STATED TASK —
Output verbatim the lines of the listing from the one containing "the woman with" through the end of the listing, both included.

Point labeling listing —
-- Start --
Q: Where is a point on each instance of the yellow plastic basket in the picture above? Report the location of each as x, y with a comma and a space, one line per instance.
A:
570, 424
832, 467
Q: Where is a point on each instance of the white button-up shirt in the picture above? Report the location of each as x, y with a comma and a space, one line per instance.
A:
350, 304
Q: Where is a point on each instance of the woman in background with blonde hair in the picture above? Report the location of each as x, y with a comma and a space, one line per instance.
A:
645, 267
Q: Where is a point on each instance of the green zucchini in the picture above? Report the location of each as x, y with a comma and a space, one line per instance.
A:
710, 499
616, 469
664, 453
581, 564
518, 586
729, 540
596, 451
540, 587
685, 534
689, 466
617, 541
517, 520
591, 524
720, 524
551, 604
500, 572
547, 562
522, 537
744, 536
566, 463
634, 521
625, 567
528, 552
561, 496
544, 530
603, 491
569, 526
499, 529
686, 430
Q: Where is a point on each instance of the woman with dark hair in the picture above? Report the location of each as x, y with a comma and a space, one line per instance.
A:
-- End --
RESULT OF THIS TASK —
Q: Where is a point on each instance of the woman with dark hair in the picture above? Report the location of each as x, y with a comma and a space, one line per instance.
A:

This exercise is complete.